The request: Show each line of the entries below that contains the string "leaf", copying every such line in full. Case counts when matching.

Dataset extract:
----------
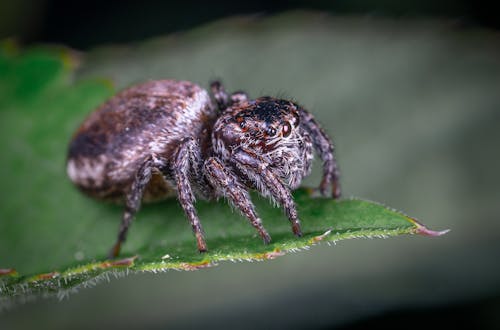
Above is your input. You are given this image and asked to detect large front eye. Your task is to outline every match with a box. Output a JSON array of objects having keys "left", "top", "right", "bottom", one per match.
[
  {"left": 281, "top": 121, "right": 292, "bottom": 137},
  {"left": 266, "top": 126, "right": 277, "bottom": 137}
]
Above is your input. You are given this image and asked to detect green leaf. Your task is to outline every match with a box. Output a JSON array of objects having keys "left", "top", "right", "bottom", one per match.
[{"left": 0, "top": 44, "right": 445, "bottom": 307}]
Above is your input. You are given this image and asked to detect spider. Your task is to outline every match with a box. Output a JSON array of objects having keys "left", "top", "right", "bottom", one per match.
[{"left": 67, "top": 80, "right": 340, "bottom": 258}]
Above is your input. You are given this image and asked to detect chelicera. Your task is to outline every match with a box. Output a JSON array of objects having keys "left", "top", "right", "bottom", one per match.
[{"left": 67, "top": 80, "right": 340, "bottom": 257}]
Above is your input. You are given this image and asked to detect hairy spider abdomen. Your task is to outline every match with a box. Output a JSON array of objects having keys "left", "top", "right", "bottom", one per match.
[
  {"left": 67, "top": 80, "right": 216, "bottom": 201},
  {"left": 67, "top": 80, "right": 340, "bottom": 257}
]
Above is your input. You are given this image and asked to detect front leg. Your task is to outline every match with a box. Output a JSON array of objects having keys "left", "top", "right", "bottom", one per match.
[
  {"left": 205, "top": 157, "right": 271, "bottom": 244},
  {"left": 234, "top": 149, "right": 302, "bottom": 237},
  {"left": 300, "top": 109, "right": 341, "bottom": 199}
]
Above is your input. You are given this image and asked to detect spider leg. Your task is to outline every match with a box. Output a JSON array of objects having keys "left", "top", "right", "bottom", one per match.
[
  {"left": 234, "top": 149, "right": 302, "bottom": 237},
  {"left": 205, "top": 157, "right": 271, "bottom": 244},
  {"left": 173, "top": 137, "right": 207, "bottom": 252},
  {"left": 108, "top": 155, "right": 166, "bottom": 258},
  {"left": 300, "top": 108, "right": 341, "bottom": 199}
]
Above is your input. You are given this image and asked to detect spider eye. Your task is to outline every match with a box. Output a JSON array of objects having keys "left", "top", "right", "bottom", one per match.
[
  {"left": 292, "top": 112, "right": 300, "bottom": 127},
  {"left": 266, "top": 127, "right": 276, "bottom": 137},
  {"left": 282, "top": 121, "right": 292, "bottom": 137}
]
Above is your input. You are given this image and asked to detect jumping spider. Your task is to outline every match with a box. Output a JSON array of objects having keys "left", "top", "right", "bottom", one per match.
[{"left": 67, "top": 80, "right": 340, "bottom": 257}]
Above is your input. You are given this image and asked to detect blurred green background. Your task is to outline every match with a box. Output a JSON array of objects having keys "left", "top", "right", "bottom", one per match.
[{"left": 0, "top": 1, "right": 500, "bottom": 329}]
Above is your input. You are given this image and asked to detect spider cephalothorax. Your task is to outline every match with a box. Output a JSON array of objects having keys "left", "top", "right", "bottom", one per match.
[
  {"left": 68, "top": 80, "right": 340, "bottom": 257},
  {"left": 213, "top": 97, "right": 313, "bottom": 192}
]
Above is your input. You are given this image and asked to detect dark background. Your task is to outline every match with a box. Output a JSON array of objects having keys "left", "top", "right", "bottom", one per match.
[
  {"left": 0, "top": 0, "right": 500, "bottom": 329},
  {"left": 0, "top": 0, "right": 500, "bottom": 50}
]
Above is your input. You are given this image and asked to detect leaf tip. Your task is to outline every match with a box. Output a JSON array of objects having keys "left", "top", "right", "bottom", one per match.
[{"left": 0, "top": 268, "right": 18, "bottom": 276}]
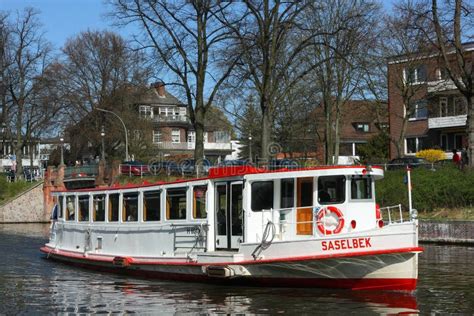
----------
Solution to this problem:
Above is your input. You are given this image and asked to detect green leaf. Your task is to outline every match with a box. Output a JSON array of objects having keys "left", "top", "right", "bottom", one per match.
Above is your input. You are given this image and asked to detect leaf tip. Your task is to outline every match with a box. Output a JSON array of objects having keys "left", "top", "right", "bottom", one per match.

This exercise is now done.